(Image object location entries)
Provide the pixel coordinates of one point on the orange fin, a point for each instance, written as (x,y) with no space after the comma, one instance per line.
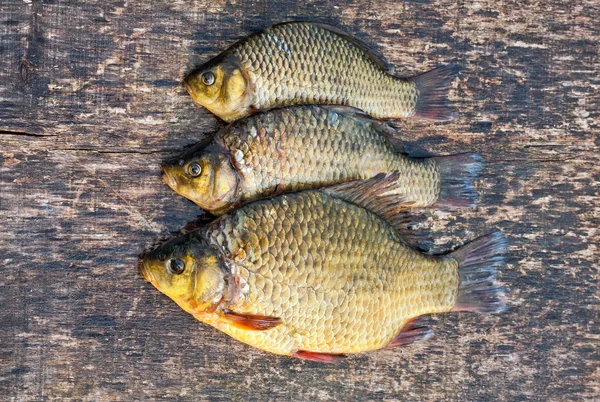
(251,322)
(417,329)
(319,357)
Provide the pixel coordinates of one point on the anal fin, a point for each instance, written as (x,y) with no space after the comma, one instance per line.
(251,322)
(417,329)
(319,357)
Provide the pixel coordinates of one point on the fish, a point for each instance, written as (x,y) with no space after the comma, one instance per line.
(311,63)
(316,275)
(306,147)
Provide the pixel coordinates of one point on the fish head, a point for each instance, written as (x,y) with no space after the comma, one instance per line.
(187,270)
(222,86)
(206,176)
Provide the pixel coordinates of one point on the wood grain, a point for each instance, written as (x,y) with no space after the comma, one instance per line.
(91,102)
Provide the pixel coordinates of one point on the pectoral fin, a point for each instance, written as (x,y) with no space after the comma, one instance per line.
(319,357)
(251,322)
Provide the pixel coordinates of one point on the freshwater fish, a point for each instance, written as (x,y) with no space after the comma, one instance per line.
(307,147)
(313,276)
(310,63)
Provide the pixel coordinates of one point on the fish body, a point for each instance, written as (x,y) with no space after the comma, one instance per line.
(307,147)
(309,63)
(311,275)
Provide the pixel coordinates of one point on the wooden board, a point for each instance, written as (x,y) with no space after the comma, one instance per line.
(91,102)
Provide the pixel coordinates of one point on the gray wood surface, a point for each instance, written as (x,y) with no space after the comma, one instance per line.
(91,102)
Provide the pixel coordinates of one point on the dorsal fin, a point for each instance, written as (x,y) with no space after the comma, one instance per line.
(370,54)
(376,195)
(389,132)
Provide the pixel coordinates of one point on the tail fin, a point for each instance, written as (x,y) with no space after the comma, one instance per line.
(433,85)
(457,173)
(477,291)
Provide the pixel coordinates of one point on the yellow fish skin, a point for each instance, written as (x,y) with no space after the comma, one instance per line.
(306,147)
(312,276)
(310,63)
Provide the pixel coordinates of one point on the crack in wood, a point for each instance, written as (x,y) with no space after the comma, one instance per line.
(26,134)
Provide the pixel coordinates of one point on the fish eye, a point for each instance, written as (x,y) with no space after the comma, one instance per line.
(175,266)
(208,78)
(194,169)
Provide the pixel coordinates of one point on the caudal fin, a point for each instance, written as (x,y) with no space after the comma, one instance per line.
(457,173)
(477,261)
(433,85)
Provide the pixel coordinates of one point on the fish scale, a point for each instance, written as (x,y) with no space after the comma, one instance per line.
(340,148)
(358,290)
(310,63)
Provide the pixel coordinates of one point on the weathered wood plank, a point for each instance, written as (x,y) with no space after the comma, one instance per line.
(90,103)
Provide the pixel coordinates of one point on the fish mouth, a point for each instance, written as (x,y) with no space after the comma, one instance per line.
(169,179)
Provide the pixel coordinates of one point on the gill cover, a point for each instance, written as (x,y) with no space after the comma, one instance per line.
(199,286)
(227,94)
(215,188)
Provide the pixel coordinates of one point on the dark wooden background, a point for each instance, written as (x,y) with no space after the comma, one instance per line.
(91,102)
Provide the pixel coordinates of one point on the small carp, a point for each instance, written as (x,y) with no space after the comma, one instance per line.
(313,276)
(309,63)
(307,147)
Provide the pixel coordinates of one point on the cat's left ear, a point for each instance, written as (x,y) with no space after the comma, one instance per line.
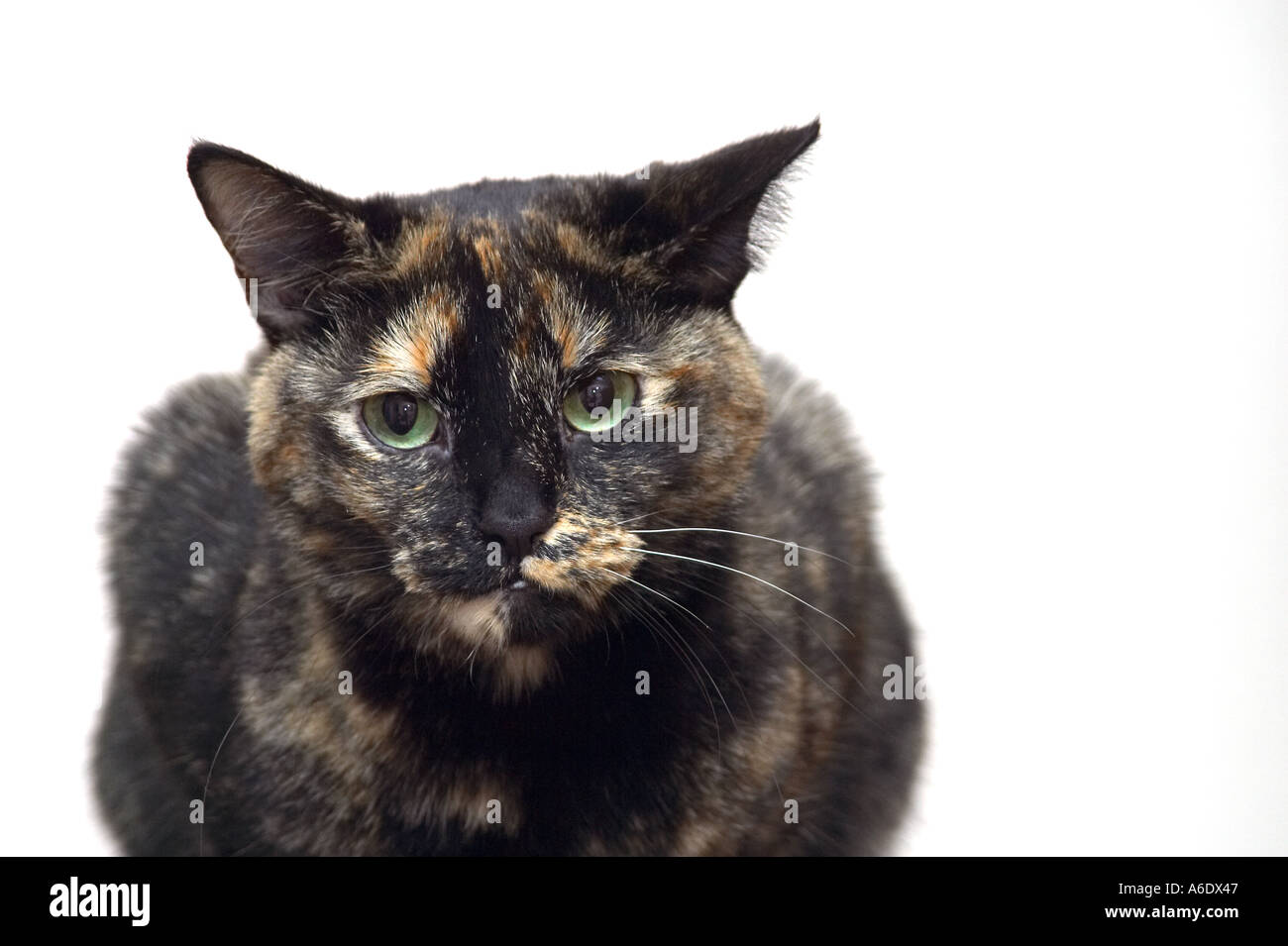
(702,226)
(290,237)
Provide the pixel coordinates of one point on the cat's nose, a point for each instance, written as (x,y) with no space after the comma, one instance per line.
(516,516)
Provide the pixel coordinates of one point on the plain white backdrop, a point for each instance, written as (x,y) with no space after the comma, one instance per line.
(1039,253)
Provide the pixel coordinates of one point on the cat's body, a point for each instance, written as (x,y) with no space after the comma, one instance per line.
(334,671)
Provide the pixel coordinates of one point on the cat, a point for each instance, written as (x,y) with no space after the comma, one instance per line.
(403,587)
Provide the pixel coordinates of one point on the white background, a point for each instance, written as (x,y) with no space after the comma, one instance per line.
(1039,253)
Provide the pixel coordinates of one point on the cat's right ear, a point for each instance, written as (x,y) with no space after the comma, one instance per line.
(288,240)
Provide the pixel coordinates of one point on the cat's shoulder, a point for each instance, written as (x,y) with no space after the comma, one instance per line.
(183,482)
(805,420)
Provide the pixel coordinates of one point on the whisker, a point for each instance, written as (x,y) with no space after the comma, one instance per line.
(697,619)
(746,575)
(748,534)
(201,832)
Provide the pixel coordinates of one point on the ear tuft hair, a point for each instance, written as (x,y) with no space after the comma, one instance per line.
(704,224)
(291,237)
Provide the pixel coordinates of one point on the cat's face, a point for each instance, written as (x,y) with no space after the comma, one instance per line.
(438,409)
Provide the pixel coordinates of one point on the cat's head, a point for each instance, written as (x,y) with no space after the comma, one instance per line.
(425,415)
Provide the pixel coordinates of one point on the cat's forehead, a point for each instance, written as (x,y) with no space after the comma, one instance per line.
(526,288)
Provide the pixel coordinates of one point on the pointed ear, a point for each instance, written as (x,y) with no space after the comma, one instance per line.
(704,224)
(291,239)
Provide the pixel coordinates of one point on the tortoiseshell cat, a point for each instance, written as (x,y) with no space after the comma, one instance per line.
(403,587)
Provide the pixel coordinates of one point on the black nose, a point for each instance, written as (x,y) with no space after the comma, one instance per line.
(516,515)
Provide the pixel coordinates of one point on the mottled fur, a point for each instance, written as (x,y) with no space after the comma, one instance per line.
(327,553)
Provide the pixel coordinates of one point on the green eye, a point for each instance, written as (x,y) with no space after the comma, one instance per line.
(399,420)
(599,403)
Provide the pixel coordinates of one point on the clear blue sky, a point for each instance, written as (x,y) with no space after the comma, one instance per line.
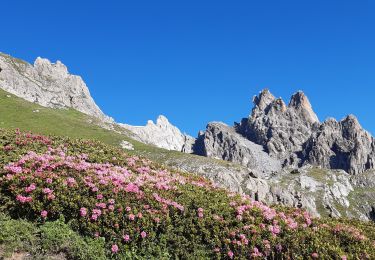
(199,61)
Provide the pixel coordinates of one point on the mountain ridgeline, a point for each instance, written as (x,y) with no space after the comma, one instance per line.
(293,135)
(280,154)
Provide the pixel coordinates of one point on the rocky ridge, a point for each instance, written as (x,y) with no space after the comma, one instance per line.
(274,135)
(293,135)
(47,84)
(162,134)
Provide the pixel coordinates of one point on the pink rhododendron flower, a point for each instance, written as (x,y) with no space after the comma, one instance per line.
(83,212)
(24,199)
(30,188)
(47,191)
(114,249)
(44,213)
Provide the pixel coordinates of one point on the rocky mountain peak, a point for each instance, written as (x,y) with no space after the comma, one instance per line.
(293,135)
(301,103)
(46,68)
(162,134)
(48,84)
(264,99)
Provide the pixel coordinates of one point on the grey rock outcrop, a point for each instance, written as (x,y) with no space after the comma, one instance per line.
(341,145)
(223,142)
(47,84)
(281,129)
(293,135)
(162,134)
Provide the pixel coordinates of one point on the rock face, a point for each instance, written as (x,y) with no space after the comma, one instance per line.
(222,142)
(293,135)
(162,134)
(48,84)
(341,145)
(281,129)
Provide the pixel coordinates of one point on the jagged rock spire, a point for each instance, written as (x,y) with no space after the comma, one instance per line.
(300,102)
(48,84)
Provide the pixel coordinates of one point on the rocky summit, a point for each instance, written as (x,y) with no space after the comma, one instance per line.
(293,135)
(162,134)
(48,84)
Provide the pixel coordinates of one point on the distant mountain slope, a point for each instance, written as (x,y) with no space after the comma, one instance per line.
(48,84)
(162,134)
(293,135)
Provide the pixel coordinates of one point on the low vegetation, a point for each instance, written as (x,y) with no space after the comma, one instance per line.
(89,200)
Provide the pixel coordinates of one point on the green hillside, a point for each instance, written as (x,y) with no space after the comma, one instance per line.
(64,197)
(83,199)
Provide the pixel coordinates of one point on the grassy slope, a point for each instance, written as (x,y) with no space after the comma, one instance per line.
(17,113)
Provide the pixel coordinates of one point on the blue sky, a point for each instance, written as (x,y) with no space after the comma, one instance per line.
(200,61)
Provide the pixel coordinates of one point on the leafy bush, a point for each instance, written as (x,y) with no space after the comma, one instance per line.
(142,210)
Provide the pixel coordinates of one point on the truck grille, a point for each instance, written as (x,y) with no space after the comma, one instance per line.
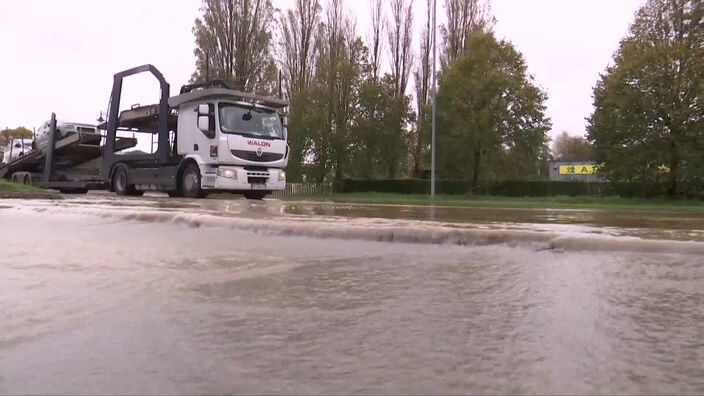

Work instructions: Gather each line of the items that contains the string "blue", treating uppercase and lowercase letters as different.

Answer in full:
Provide the pixel coordinates of one point on the clear blue sky, a point for each instance, written as (x,y) with no space after the comma, one instance per line.
Provide the pixel coordinates of one point on the blue sky, a point for each instance, written as (x,y) with no space after the comma, one instance per line.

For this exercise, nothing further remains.